Filter the entries, keeping every line with the word "inside".

## Recorded data
::::

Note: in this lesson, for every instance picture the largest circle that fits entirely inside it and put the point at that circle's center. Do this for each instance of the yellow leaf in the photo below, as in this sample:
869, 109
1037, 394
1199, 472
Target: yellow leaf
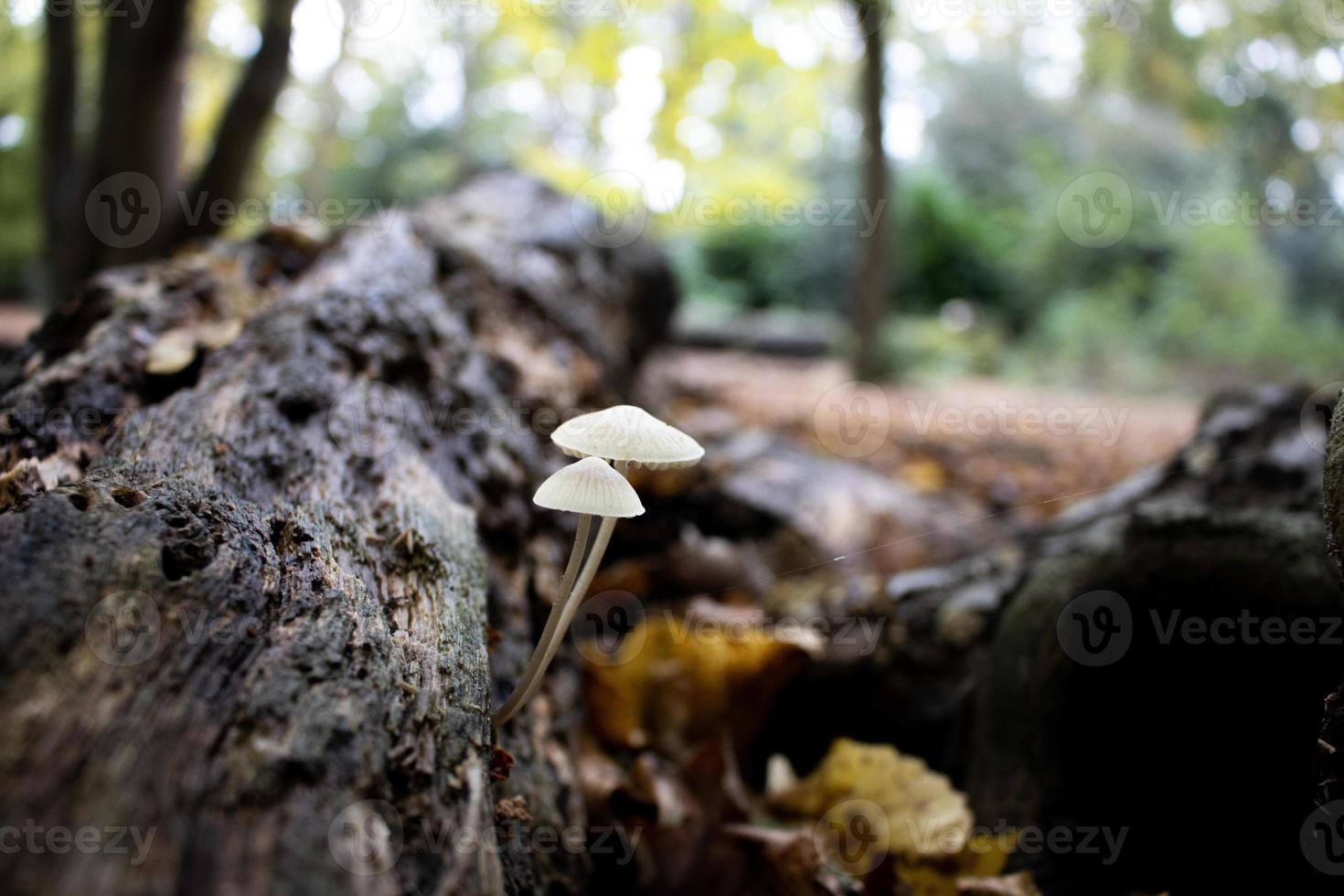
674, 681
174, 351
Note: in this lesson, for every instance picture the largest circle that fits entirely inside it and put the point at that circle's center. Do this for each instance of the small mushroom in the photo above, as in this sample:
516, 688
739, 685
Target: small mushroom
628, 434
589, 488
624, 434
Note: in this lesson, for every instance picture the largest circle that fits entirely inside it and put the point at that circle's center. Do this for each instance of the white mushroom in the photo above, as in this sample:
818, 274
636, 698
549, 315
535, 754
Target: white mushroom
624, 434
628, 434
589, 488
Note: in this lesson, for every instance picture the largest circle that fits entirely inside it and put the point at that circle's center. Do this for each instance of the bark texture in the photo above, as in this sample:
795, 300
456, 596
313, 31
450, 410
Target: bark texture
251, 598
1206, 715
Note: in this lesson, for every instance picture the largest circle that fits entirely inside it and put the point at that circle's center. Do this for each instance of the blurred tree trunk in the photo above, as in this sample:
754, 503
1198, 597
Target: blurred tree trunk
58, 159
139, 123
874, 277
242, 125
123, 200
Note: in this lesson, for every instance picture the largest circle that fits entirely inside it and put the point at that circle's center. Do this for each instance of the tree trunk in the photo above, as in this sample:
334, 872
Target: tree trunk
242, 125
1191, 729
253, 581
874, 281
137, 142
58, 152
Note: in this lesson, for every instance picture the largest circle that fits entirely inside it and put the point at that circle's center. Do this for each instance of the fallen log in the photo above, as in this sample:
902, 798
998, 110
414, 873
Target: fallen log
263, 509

::::

## Answer box
Note: in this lesson, for every instance picture the largest circle that fits entirely inside it and put the point at that circle's center. Do this for each instance of the yellow leaf in the photo below, as in this sample:
Note: in this lesson, for every instance picture the largest circle that fits entirely inside it and put the point at that circle's center. Do this for each instance of the small mushroom in the photo above, as in this sample:
Note: in this lesson, for every instance picture the largest circle that fits entirely inside it and put the point at that circle's center. Do this for each instance of the white mushroom in the photo above, as in this sample:
Note: in this lesson, for every instance picture the largest circle that fits entirely inside it and put the point at that circle's center. Do this for each instance of the bark texture in the photo above, as in this sample:
Note: in this lesson, for every instance picture the largest circle that fits entirely inside it and put the point at that circle's center. Do this for each instance of the blurred tree trunk in the photo above, as in this sample:
Note: in this lesson, for every instance picture the largest circle that fits entirely inside it and put the point at that circle's center. Do this for each instance of the tree trunk in the photo above, as in this sample:
Note: in this lesson, for every instance picture the largest circle that fits entirely inside it and put the point at that circle's center. Do this for each instance of the fallen log in the photo above, as in this sample:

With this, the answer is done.